GIVEN INSTRUCTION:
Copy every line of the material below word for word, but leave out any pictures.

THE INPUT:
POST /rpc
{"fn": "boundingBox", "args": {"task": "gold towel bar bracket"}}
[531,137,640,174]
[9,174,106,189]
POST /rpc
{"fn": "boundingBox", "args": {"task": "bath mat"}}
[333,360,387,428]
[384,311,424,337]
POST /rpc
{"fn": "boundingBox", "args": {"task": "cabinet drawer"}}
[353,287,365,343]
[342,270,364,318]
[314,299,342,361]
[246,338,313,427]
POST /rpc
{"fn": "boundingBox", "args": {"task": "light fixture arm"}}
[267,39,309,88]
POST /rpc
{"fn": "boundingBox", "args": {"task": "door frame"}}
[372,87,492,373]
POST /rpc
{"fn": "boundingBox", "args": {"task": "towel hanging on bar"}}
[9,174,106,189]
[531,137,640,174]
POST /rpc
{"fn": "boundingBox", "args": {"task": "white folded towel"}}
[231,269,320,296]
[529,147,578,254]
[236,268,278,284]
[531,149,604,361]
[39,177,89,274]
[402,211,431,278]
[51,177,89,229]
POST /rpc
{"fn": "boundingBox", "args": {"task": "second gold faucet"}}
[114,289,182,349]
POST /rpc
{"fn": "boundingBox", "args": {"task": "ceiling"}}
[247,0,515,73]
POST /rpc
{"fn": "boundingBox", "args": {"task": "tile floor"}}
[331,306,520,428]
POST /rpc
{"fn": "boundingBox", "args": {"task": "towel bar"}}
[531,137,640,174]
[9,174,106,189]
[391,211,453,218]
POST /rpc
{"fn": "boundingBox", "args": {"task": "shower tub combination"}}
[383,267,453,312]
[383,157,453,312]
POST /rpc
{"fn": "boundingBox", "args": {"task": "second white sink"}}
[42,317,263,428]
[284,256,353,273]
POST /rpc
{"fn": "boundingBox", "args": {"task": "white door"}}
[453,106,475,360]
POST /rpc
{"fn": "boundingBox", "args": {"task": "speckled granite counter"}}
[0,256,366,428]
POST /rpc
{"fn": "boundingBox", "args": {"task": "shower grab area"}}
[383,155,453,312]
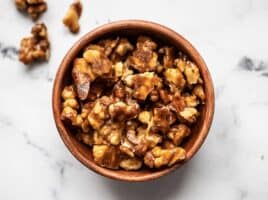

THE RESULT:
POST /rpc
{"fn": "boundingBox", "args": {"task": "gold towel bar bracket"}}
[531,137,640,174]
[9,174,106,189]
POST /rpc
{"fn": "boundingBox", "args": {"task": "bath mat"}}
[333,360,387,428]
[384,311,424,337]
POST /rpc
{"fn": "boundingBox", "args": {"task": "cabinet drawer"}}
[353,287,365,343]
[342,270,364,318]
[314,299,342,361]
[246,338,313,427]
POST /rpc
{"fn": "boundingBox", "args": {"task": "light fixture arm"}}
[267,39,309,88]
POST /rpc
{"fn": "boundingBox", "args": {"task": "door frame"}}
[372,87,492,373]
POST /rpc
{"fn": "boundingBox", "args": {"task": "towel hanging on bar"}}
[9,174,106,189]
[531,137,640,174]
POST /rpc
{"fn": "boundingBox", "args": {"task": "white folded towel"}}
[231,269,320,296]
[529,147,578,254]
[236,268,278,284]
[531,149,604,361]
[39,177,89,274]
[402,211,431,278]
[51,177,89,229]
POST /rpc
{"fn": "boundingBox", "args": {"task": "second gold faucet"}}
[114,289,182,349]
POST /rpc
{"fn": "boundingBox", "args": {"task": "ceiling"}}
[247,0,515,73]
POST /rpc
{"fn": "boundingBox", "args": {"task": "tile floor"}}
[331,306,520,428]
POST /rpc
{"fn": "boundingBox", "args": {"task": "towel bar"}}
[531,137,640,174]
[9,174,106,189]
[391,211,453,218]
POST /rpc
{"fn": "boundingBox", "args": {"task": "shower tub combination"}}
[383,267,453,312]
[383,157,453,312]
POST /rpc
{"fn": "boundingBox", "args": {"task": "second white sink"}}
[42,317,263,428]
[284,256,353,273]
POST /rpc
{"fn": "boundingBox", "args": {"task": "white door"}}
[453,106,475,360]
POST /rpc
{"fn": "boundingBox", "args": {"task": "speckled granite counter"}}
[0,256,366,428]
POST /rpc
{"fn": "boundingBox", "args": {"task": "shower grab area"}}
[383,155,453,312]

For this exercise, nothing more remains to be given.